# What you need to do
The expected response is an exact repetition of every record, with images excluded.

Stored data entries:
........
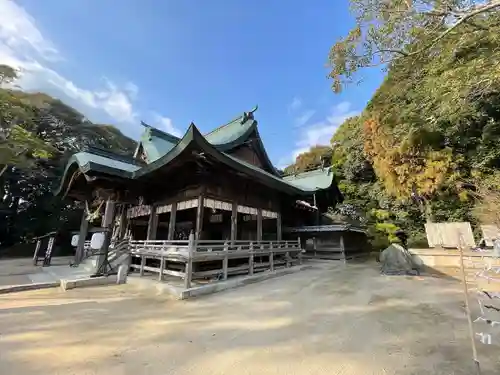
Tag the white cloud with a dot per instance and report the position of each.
(304, 117)
(24, 47)
(295, 104)
(166, 124)
(319, 133)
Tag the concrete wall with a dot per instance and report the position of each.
(447, 261)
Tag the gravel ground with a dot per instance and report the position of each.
(329, 320)
(15, 271)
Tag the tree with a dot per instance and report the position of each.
(389, 31)
(316, 156)
(7, 74)
(20, 147)
(487, 199)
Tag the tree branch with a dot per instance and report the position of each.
(465, 18)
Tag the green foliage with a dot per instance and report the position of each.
(7, 74)
(410, 32)
(311, 159)
(22, 146)
(47, 132)
(433, 122)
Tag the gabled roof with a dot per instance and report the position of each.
(156, 143)
(162, 148)
(317, 179)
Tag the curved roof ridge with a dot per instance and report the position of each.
(232, 121)
(309, 172)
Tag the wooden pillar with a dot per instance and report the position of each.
(37, 250)
(152, 224)
(251, 260)
(259, 224)
(48, 252)
(82, 235)
(234, 222)
(271, 258)
(171, 223)
(123, 222)
(162, 267)
(199, 217)
(107, 222)
(278, 227)
(300, 250)
(225, 261)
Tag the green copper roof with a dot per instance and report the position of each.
(157, 143)
(162, 148)
(84, 158)
(232, 131)
(312, 180)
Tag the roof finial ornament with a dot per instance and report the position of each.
(248, 115)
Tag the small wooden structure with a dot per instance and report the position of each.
(219, 186)
(43, 248)
(490, 233)
(215, 260)
(333, 242)
(444, 235)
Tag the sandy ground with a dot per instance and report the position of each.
(328, 321)
(16, 271)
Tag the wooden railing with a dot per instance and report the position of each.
(209, 259)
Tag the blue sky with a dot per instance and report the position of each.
(172, 62)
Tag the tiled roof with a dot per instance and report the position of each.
(317, 179)
(161, 148)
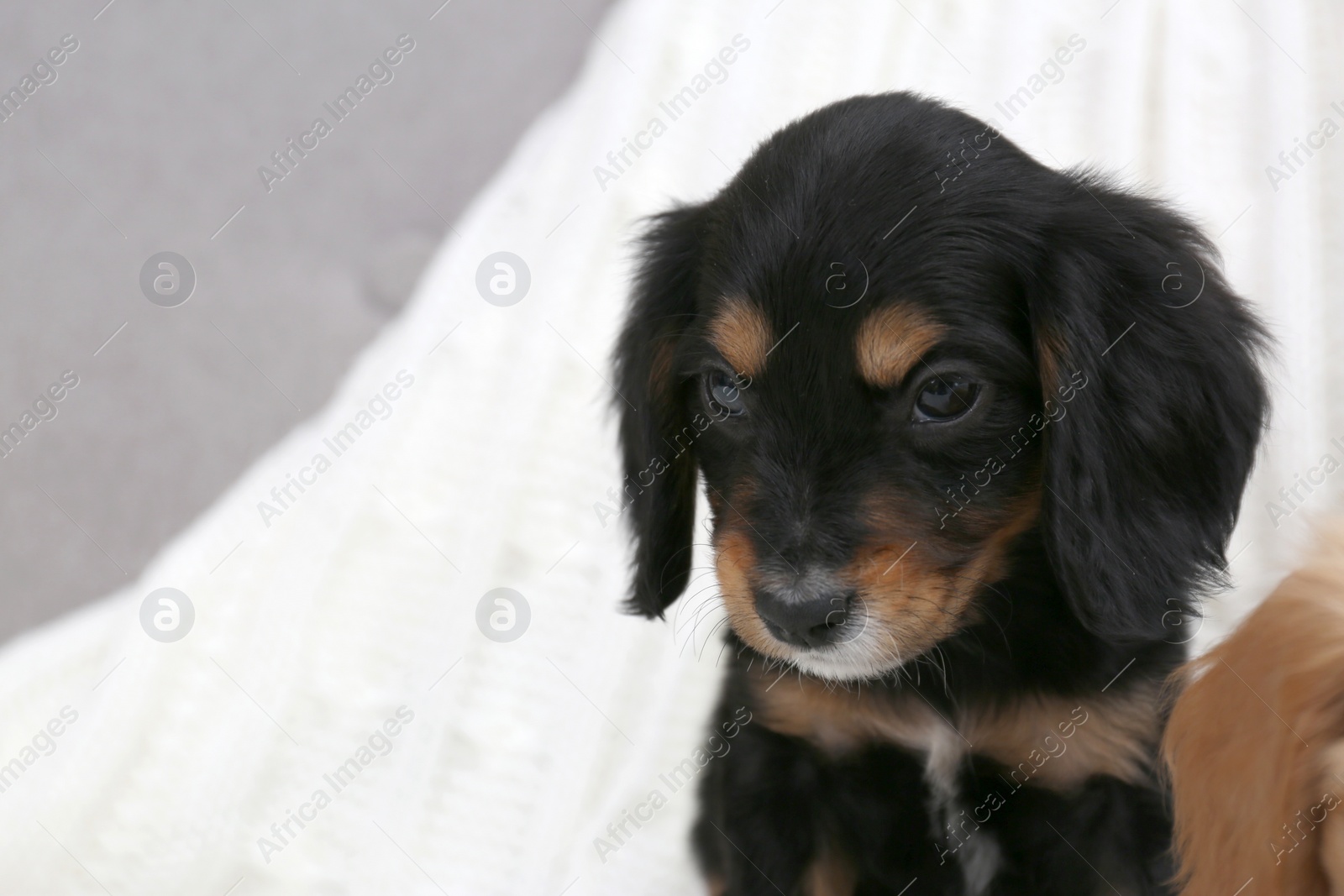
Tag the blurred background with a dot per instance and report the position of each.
(203, 291)
(148, 140)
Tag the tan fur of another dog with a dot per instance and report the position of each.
(1257, 736)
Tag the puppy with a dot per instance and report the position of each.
(974, 434)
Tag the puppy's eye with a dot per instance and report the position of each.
(945, 398)
(723, 396)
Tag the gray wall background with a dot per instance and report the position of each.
(148, 140)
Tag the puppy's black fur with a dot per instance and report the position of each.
(1055, 520)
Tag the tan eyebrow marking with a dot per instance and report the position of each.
(891, 340)
(743, 335)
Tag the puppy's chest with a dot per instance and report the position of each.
(1043, 741)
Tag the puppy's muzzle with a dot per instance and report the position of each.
(811, 621)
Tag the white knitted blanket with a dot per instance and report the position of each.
(346, 609)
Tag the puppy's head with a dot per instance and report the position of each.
(893, 345)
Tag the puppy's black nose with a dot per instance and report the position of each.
(806, 622)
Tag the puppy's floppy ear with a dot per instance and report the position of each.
(659, 488)
(1153, 362)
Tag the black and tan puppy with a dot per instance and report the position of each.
(974, 434)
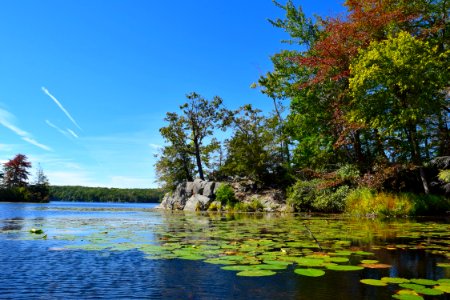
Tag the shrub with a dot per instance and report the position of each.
(311, 196)
(225, 195)
(364, 201)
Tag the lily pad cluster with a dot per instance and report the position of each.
(412, 289)
(256, 245)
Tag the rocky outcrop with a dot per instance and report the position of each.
(199, 195)
(191, 196)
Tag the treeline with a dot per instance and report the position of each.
(100, 194)
(14, 184)
(361, 114)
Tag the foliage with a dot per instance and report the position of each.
(99, 194)
(16, 171)
(15, 182)
(225, 195)
(368, 90)
(186, 135)
(251, 149)
(364, 202)
(314, 195)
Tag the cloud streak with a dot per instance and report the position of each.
(69, 133)
(61, 107)
(7, 120)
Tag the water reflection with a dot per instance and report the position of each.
(38, 268)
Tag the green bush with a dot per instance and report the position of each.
(364, 201)
(225, 195)
(312, 196)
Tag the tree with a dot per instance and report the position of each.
(41, 178)
(16, 171)
(186, 135)
(252, 150)
(397, 86)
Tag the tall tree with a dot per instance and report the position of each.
(187, 137)
(16, 171)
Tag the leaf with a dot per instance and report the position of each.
(374, 282)
(345, 268)
(395, 280)
(255, 273)
(310, 272)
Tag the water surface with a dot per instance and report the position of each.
(124, 251)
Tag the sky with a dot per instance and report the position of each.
(85, 84)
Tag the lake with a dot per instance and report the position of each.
(68, 250)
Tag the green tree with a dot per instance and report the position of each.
(251, 149)
(189, 139)
(398, 86)
(16, 171)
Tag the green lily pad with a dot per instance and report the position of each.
(310, 272)
(237, 268)
(369, 261)
(364, 253)
(345, 268)
(424, 281)
(412, 286)
(374, 282)
(271, 267)
(338, 259)
(395, 280)
(431, 292)
(277, 262)
(256, 273)
(407, 297)
(444, 288)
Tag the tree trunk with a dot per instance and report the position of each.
(412, 136)
(198, 159)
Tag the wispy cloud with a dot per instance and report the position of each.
(72, 133)
(56, 127)
(68, 132)
(7, 120)
(36, 143)
(155, 146)
(61, 107)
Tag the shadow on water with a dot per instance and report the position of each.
(119, 252)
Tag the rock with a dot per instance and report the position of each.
(189, 189)
(198, 186)
(208, 189)
(197, 202)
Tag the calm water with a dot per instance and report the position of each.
(51, 267)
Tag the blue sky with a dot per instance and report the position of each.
(85, 84)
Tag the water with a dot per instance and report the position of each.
(58, 267)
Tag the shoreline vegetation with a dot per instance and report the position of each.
(360, 121)
(100, 194)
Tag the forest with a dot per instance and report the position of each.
(360, 120)
(100, 194)
(15, 186)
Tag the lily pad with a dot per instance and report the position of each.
(256, 273)
(374, 282)
(444, 288)
(412, 286)
(431, 292)
(375, 266)
(310, 272)
(369, 261)
(395, 280)
(344, 268)
(424, 281)
(407, 297)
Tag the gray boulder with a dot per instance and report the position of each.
(197, 202)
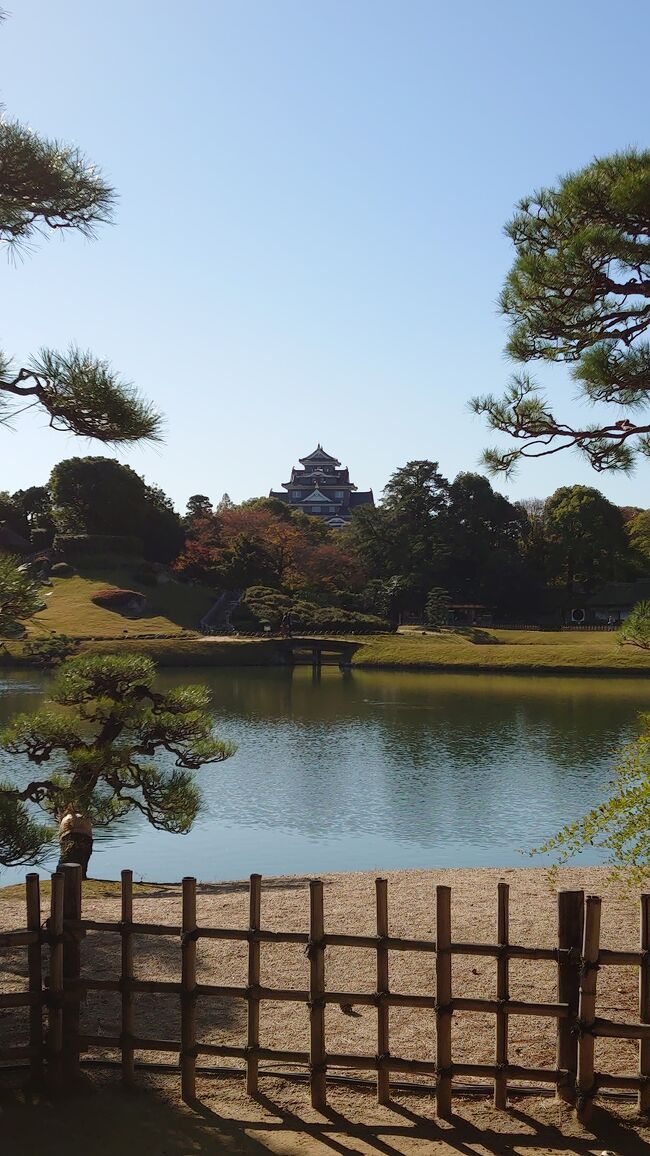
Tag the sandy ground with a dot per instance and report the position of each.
(285, 1123)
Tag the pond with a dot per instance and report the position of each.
(362, 770)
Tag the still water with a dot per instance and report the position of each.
(364, 770)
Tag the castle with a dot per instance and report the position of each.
(323, 489)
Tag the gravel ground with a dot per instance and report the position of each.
(349, 908)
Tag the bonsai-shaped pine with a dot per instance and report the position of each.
(113, 745)
(635, 630)
(578, 293)
(621, 824)
(47, 186)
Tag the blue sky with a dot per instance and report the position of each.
(308, 245)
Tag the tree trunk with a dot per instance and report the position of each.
(75, 840)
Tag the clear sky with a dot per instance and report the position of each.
(308, 245)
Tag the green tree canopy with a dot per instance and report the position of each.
(112, 745)
(639, 531)
(586, 538)
(580, 293)
(104, 496)
(635, 630)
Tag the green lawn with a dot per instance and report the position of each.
(175, 607)
(503, 650)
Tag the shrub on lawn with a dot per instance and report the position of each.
(261, 605)
(120, 600)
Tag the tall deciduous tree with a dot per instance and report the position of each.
(104, 496)
(580, 293)
(113, 745)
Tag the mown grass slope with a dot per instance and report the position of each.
(503, 650)
(175, 607)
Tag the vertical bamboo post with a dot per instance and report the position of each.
(502, 993)
(72, 970)
(252, 1040)
(644, 1003)
(35, 969)
(443, 1000)
(586, 1006)
(570, 931)
(56, 1003)
(317, 1054)
(383, 1010)
(189, 992)
(127, 1005)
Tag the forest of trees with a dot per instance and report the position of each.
(462, 538)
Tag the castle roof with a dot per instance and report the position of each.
(319, 456)
(316, 496)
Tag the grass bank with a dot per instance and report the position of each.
(525, 651)
(175, 610)
(174, 607)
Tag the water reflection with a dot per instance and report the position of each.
(366, 769)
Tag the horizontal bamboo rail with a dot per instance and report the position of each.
........
# Answer to the problem
Tag the white cloud with a dot per instance and report the position of each.
(304, 117)
(24, 47)
(295, 104)
(166, 124)
(319, 133)
Tag the concrete wall with a dot per instance and report the position of each.
(447, 261)
Tag the gravel ground with a dot per instance and report the position of each.
(329, 320)
(15, 271)
Tag the tree with a dot per instance and report the position of each.
(389, 31)
(316, 156)
(7, 74)
(20, 147)
(487, 199)
Tag the tree branch with a dot per instance and report the position of each.
(465, 18)
Tag the green foliage with a dot per instance and report the position of each.
(7, 74)
(410, 32)
(311, 159)
(22, 146)
(47, 132)
(433, 122)
Tag the gabled roof with a dot per instance and report the position of each.
(156, 143)
(162, 148)
(317, 179)
Tag the curved roof ridge with a dot per instance and report the position of each.
(232, 121)
(309, 172)
Tag the wooden pillar with a dot per instance and report the position of each.
(37, 250)
(152, 224)
(251, 260)
(259, 224)
(48, 252)
(82, 235)
(234, 222)
(271, 258)
(171, 223)
(123, 222)
(162, 267)
(199, 217)
(107, 222)
(278, 227)
(300, 250)
(225, 261)
Tag the green copper roof with a dot per instance and report the position of each.
(157, 143)
(162, 148)
(84, 158)
(232, 131)
(312, 180)
Tag the roof finial ornament with a dot per instance and report the position of each.
(248, 115)
Tag the small wooden structure with a dot per instance and report the position of each.
(219, 186)
(43, 248)
(490, 233)
(215, 260)
(333, 242)
(444, 235)
Tag the sandy ground with a dot per instance and report the position of each.
(328, 321)
(16, 271)
Tag the wooden railing with a dot per instance and report the position of each.
(209, 259)
Tag the blue sky with a dot per instance and report the position of each.
(172, 62)
Tag the tiled roof with a dot per instance and report the position of each.
(317, 179)
(161, 148)
Tag the blurred background with a dot per instance and report the position of each.
(203, 291)
(148, 140)
Tag the tan fur of another dog with a dot per instance and report the position of each.
(1257, 736)
Tag the puppy with a dot per instance and report the position of each.
(974, 434)
Tag the puppy's eye with a dot per instance and report the position of each.
(945, 398)
(723, 396)
Tag the gray wall background with a dot per instance and report the position of each.
(148, 140)
Tag the puppy's black fur with a dot per instance and report the position of each.
(1055, 520)
Tag the tan eyebrow marking with a dot per instance and report the position of each.
(891, 340)
(743, 335)
Tag the puppy's chest with a dot per instance and report the position of each.
(1043, 741)
Tag the puppy's muzzle with a dot per instance and report the position of each.
(811, 621)
Tag the white knitted blanket with a dot per instance and report the position of each.
(346, 609)
Tag the puppy's head with a dot per instance and report the position of each.
(893, 345)
Tag the puppy's black nose with a dot per instance and report the position of each.
(806, 622)
Tag the puppy's floppy ear with a dot per instance and report the position of each.
(659, 488)
(1153, 362)
Tag the black and tan puppy with a dot per instance and report the position of each.
(974, 434)
Tag the shrub with a dot per instance and report the position of each.
(311, 196)
(225, 195)
(364, 201)
Tag the lily pad cluster with a dot per instance and report the position of each.
(412, 289)
(256, 245)
Tag the rocky outcrop with a dot per instance and report the position of each.
(199, 195)
(191, 196)
Tag the treeline with a dot per instance and report the position of each.
(100, 194)
(14, 184)
(361, 114)
Tag the foliage with a dot per instance and report the position of each.
(99, 194)
(16, 171)
(15, 182)
(225, 195)
(368, 90)
(186, 135)
(251, 149)
(364, 202)
(314, 195)
Tag the cloud streak with a dot per instance and report the position of each.
(69, 133)
(61, 107)
(7, 120)
Tag the water reflection with a dot per instance and report the position of each.
(38, 268)
Tag the green bush with a dot per instance and report the position of each.
(364, 201)
(225, 195)
(312, 196)
Tag the tree with a dot per instance and report the position of each.
(41, 178)
(16, 171)
(186, 135)
(252, 150)
(397, 86)
Tag the tall tree with a dot per instance and report the position of each.
(187, 137)
(16, 171)
Tag the leaf with a dot per instance and report the position of each.
(374, 282)
(345, 268)
(395, 280)
(255, 273)
(310, 272)
Tag the water surface with a dot per instance and report the position of each.
(124, 251)
Tag the sky with a dot per instance and report the position of each.
(85, 84)
Tag the lake with a dot per instance and report the position of each.
(68, 250)
Tag the green tree with a dot per instance and report the position of each.
(251, 149)
(189, 139)
(398, 86)
(16, 171)
Tag the green lily pad with a dot per instance and report the position of each.
(310, 272)
(237, 268)
(369, 261)
(364, 253)
(345, 268)
(424, 281)
(412, 286)
(374, 282)
(271, 267)
(338, 259)
(395, 280)
(431, 292)
(277, 262)
(256, 273)
(407, 297)
(444, 288)
Tag the tree trunk with a dot per instance and report the position of each.
(412, 136)
(198, 159)
Tag the wispy cloud with a dot per instance and report the position of each.
(72, 133)
(56, 127)
(68, 132)
(7, 120)
(36, 143)
(155, 146)
(61, 107)
Tag the shadow on water with a dot per instance and report the position of each.
(119, 252)
Tag the rock with a dot per instance and report the position of each.
(189, 189)
(198, 186)
(208, 189)
(197, 202)
Tag the calm water with a dot per instance and report the position of each.
(51, 267)
Tag the blue sky with a dot per instance and report the position of each.
(85, 84)
Tag the water with a dot per instance and report the position of each.
(58, 267)
Tag the shoreline vegetation with a dot per instance and report the position of each.
(360, 121)
(100, 194)
Tag the forest with a dot per instance and report the position of each.
(360, 120)
(100, 194)
(15, 186)
Tag the lily pad with a dot per instance and report the position of each.
(256, 273)
(374, 282)
(444, 288)
(412, 286)
(431, 292)
(375, 266)
(310, 272)
(369, 261)
(395, 280)
(344, 268)
(424, 281)
(407, 297)
Tag the gray boulder with a dot per instance and report the position of each.
(197, 202)
Tag the sandy ground with a dot per instance and report the position of each.
(285, 1123)
Tag the pond with a dot per instance and report the position of each.
(362, 770)
Tag the still water with a dot per instance and report the position of each.
(364, 770)
Tag the castle with a dot per instance and report the position of each.
(323, 489)
Tag the gravel ground with a dot per instance and report the position of each.
(349, 908)
Tag the bonsai-shaped pine with a dot per instance and report the position of each.
(113, 745)
(635, 630)
(578, 293)
(621, 824)
(47, 186)
Tag the blue sky with a dot per instance and report the position of each.
(308, 245)
Tag the tree trunk with a dot per instance and report the position of each.
(75, 840)
Tag the clear sky with a dot per instance and report the position of each.
(308, 245)
Tag the green tree canopy with a dot per instance and report the position of each.
(112, 745)
(639, 531)
(586, 538)
(580, 293)
(104, 496)
(635, 630)
Tag the green lawn with a dot per instance and report the position of each.
(175, 607)
(503, 650)
Tag the shrub on lawn with a dot per instance and report the position of each.
(261, 605)
(120, 600)
Tag the tall deciduous tree with a dot per instance and report the position of each.
(104, 496)
(580, 293)
(113, 745)
Tag the mown grass slope with a dot per instance and report the position of each.
(503, 650)
(175, 607)
Tag the vertical bamboo post with a dot per instance and report the position of each.
(502, 993)
(72, 970)
(252, 1040)
(644, 1003)
(35, 969)
(443, 1000)
(586, 1006)
(570, 931)
(56, 1003)
(317, 1054)
(383, 1010)
(189, 992)
(127, 1005)
Tag the forest of trees with a dot per instance and report the position of each.
(462, 538)
Tag the castle roof with a dot per instance and report the position of each.
(319, 456)
(316, 496)
Tag the grass bank with a dot per instance and report the position of each.
(525, 651)
(175, 610)
(174, 607)
Tag the water reflection with a dot per instance and report the position of each.
(366, 769)
Tag the horizontal bamboo rail with a dot per instance and report the position of each.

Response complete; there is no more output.